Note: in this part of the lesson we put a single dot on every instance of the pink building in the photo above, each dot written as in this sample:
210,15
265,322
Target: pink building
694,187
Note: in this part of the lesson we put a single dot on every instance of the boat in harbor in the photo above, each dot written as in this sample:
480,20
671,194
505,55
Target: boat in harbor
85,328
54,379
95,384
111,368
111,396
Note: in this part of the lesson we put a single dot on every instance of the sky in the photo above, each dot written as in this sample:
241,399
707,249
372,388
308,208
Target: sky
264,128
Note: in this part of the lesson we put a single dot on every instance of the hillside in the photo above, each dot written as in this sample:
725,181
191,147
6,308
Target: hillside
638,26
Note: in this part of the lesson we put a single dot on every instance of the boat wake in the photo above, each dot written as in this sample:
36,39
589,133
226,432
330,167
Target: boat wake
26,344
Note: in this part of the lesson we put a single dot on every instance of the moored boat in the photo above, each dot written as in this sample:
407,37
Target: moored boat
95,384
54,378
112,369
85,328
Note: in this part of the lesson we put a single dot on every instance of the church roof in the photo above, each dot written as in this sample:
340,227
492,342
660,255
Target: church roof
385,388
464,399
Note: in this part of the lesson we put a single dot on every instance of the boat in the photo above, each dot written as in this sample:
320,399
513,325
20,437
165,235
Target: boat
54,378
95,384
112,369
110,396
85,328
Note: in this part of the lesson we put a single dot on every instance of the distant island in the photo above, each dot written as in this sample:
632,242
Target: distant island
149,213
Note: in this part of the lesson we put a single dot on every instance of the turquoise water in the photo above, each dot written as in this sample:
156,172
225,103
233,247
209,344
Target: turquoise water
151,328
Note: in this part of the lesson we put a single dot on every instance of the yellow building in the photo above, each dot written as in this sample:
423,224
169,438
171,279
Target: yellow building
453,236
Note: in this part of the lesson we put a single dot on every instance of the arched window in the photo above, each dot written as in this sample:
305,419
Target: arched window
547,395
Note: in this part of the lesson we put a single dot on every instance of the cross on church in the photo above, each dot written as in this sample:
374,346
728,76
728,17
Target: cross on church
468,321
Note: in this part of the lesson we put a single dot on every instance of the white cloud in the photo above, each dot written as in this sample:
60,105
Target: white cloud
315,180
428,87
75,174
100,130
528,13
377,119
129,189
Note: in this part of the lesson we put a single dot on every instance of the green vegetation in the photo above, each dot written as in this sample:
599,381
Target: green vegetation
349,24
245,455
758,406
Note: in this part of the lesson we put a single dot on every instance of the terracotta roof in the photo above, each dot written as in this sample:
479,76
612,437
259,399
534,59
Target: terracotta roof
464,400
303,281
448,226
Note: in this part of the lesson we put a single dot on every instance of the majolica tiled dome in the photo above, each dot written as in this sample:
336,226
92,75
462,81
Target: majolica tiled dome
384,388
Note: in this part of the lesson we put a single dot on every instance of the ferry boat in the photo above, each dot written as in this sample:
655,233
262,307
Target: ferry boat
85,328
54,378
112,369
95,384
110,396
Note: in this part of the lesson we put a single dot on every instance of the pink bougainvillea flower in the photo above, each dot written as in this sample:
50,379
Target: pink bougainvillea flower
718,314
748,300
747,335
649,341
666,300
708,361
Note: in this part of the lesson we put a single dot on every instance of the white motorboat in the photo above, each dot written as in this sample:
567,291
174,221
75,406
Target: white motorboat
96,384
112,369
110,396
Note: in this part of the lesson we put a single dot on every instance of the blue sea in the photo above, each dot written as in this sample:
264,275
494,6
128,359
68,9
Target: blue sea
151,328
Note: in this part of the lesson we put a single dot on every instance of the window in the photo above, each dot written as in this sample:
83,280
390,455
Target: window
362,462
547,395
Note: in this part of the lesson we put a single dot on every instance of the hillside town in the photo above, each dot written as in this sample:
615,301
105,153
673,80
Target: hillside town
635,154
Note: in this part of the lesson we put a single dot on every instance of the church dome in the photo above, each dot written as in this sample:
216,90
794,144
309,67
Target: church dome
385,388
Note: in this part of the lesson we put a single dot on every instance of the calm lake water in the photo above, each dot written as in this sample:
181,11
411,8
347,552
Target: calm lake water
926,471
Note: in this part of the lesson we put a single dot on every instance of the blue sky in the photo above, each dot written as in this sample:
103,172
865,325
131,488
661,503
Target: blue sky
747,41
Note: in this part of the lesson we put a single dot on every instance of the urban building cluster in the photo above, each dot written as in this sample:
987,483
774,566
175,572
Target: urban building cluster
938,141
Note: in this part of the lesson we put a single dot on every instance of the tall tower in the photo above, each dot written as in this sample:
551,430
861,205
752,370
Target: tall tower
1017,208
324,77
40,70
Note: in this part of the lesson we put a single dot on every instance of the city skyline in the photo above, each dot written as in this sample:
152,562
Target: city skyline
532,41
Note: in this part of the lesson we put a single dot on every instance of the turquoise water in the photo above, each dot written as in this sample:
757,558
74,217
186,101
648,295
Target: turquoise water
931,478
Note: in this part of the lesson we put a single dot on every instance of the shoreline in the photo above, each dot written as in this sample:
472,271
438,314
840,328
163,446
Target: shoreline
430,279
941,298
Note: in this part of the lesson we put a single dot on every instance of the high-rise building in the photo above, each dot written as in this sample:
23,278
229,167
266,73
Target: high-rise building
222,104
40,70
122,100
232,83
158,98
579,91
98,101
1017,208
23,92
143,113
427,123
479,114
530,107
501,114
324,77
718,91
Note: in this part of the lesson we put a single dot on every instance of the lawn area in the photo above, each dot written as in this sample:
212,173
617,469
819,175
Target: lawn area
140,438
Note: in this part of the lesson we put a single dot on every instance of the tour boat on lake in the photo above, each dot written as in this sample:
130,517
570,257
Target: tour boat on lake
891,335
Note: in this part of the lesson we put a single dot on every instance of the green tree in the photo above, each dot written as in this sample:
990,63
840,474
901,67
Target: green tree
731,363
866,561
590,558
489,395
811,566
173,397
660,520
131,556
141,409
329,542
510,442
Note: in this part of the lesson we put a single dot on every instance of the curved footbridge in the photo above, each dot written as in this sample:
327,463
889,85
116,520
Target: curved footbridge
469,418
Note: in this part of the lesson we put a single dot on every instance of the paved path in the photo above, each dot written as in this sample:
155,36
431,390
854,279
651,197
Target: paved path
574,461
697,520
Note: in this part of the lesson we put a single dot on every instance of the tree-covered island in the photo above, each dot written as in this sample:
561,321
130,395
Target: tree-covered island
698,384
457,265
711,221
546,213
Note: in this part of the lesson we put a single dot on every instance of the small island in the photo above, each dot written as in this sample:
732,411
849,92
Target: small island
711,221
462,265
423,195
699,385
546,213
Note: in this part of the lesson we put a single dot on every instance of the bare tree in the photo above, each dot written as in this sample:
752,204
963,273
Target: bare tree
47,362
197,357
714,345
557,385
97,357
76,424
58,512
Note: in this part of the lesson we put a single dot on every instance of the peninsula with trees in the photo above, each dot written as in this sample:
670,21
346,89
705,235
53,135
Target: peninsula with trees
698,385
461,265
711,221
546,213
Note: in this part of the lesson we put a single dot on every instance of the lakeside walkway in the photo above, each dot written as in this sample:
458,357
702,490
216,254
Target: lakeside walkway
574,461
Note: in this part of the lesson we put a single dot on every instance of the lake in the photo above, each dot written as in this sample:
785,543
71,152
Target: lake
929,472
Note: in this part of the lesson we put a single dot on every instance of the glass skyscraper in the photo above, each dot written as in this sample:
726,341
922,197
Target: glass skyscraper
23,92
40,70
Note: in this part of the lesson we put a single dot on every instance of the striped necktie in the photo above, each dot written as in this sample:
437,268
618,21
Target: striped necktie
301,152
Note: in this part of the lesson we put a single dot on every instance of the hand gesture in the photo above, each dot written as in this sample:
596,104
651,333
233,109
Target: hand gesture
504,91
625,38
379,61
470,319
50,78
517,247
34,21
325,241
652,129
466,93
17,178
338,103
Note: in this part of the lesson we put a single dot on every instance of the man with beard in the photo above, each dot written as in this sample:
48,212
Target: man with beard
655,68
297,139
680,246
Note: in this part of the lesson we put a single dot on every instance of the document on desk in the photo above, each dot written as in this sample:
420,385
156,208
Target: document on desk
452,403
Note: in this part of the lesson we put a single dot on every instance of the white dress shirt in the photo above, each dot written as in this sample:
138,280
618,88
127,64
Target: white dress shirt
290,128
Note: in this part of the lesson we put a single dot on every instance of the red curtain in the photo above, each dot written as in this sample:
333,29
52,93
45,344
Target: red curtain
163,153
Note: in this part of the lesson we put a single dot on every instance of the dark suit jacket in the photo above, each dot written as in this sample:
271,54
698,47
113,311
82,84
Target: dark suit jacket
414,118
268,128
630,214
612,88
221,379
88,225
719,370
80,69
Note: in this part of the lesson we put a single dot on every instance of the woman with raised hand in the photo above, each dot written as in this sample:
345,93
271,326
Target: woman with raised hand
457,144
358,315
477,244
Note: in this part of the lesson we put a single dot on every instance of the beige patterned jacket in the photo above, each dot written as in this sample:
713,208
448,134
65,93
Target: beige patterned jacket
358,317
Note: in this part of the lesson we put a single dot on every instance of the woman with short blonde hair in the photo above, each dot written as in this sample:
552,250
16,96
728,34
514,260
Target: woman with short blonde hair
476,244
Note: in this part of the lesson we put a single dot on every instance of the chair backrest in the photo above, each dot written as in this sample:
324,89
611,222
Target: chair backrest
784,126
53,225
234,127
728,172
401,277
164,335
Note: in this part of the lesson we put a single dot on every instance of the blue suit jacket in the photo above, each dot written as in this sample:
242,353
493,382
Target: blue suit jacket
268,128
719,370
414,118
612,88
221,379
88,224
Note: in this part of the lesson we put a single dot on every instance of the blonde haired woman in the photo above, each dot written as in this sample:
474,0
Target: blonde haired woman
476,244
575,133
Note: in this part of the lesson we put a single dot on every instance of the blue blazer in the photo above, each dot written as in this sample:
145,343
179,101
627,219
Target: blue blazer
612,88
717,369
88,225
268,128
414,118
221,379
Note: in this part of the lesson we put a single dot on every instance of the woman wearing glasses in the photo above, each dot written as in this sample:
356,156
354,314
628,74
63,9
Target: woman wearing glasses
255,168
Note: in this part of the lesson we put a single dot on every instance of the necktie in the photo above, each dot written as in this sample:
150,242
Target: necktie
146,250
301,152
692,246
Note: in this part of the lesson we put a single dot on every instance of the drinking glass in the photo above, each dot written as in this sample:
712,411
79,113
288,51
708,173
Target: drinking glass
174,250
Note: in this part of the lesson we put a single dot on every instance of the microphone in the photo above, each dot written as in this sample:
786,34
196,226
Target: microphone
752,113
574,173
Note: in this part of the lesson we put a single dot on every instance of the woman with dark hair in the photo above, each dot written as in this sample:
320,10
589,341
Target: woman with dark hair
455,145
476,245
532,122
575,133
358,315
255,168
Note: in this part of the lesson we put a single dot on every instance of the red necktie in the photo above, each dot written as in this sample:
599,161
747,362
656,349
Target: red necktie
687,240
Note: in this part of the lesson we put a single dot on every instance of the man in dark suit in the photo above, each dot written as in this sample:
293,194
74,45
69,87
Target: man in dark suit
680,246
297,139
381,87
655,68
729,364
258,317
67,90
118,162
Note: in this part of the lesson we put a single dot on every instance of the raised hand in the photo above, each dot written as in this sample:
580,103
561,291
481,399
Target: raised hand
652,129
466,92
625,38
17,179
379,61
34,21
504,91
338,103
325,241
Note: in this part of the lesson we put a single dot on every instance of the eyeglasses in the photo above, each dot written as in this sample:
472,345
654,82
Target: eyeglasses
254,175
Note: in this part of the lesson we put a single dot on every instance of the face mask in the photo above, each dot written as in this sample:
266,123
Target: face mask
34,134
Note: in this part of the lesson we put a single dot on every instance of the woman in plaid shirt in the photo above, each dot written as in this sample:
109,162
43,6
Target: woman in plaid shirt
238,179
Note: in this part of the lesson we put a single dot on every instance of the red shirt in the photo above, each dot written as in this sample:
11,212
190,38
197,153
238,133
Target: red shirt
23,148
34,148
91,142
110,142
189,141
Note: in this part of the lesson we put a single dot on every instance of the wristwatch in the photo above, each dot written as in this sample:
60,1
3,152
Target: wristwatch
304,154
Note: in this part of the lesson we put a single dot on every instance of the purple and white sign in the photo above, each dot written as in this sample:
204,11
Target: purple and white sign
---+---
| Exercise objective |
Everything from the line containing "of the microphone" to the end of the records must be written out exactly; include both of those lines and no others.

| Correct answer |
Note: in this part of the lesson we put a single dot on every instance of the microphone in the photo above, each dot written as in this sample:
786,34
196,226
Target: microphone
752,113
574,173
Note: in this part of the lesson we put a single dot on every instance of the woman with dark hair in the photo above, each dot written as in this sample:
320,10
589,341
Target: woman with dark hair
455,145
476,245
532,122
575,133
358,315
255,168
Note: in this part of the lesson we put a single dot on every instance of the red necktie in the photo above, each dot written as in this sample:
599,161
747,362
656,349
Target: red necktie
687,240
Note: in this part of the lesson we put a single dot on every instance of the man in dark suit in the photo above, each dot written as in this sample:
293,194
74,45
69,87
Target: man in dark suit
680,246
297,139
381,87
655,68
729,364
258,317
67,90
118,162
Note: in this part of the lesson we put a single dot on every instance of the raised hand in the photo above, each dot written as in this sample:
580,103
561,291
481,399
Target: raised hand
652,129
466,92
625,38
17,179
379,61
34,21
504,91
338,103
325,241
Note: in this part of the lesson we put a single dot on every instance of the eyeglasses in the photo above, each dot written as in this sample:
472,345
654,82
Target: eyeglasses
254,175
Note: in this part of the lesson we put a single dot on every instance of the face mask in the photo above, each dot written as in this sample:
266,123
Target: face mask
34,134
Note: in this part of the lesson we put a single dot on every instance of the woman in plaid shirt in the photo above, each dot written as in this sample:
109,162
43,6
Target: woman in plaid shirt
238,179
Note: in this part of the lesson we put a single dot on every instance of the red shirt in the photo above, each dot written as in this sample:
11,212
190,38
197,153
238,133
Target: red shirt
23,148
34,148
91,142
110,142
189,141
Note: in this part of the lesson we put a single dot on every instance of the wristwatch in the photo above, each dot written as in this sample:
60,1
3,152
Target: wristwatch
304,154
Note: in this part of the lesson we put a single dot on every instance of the purple and white sign in the photo above, each dot written as in this sample:
204,11
Target: purple and white sign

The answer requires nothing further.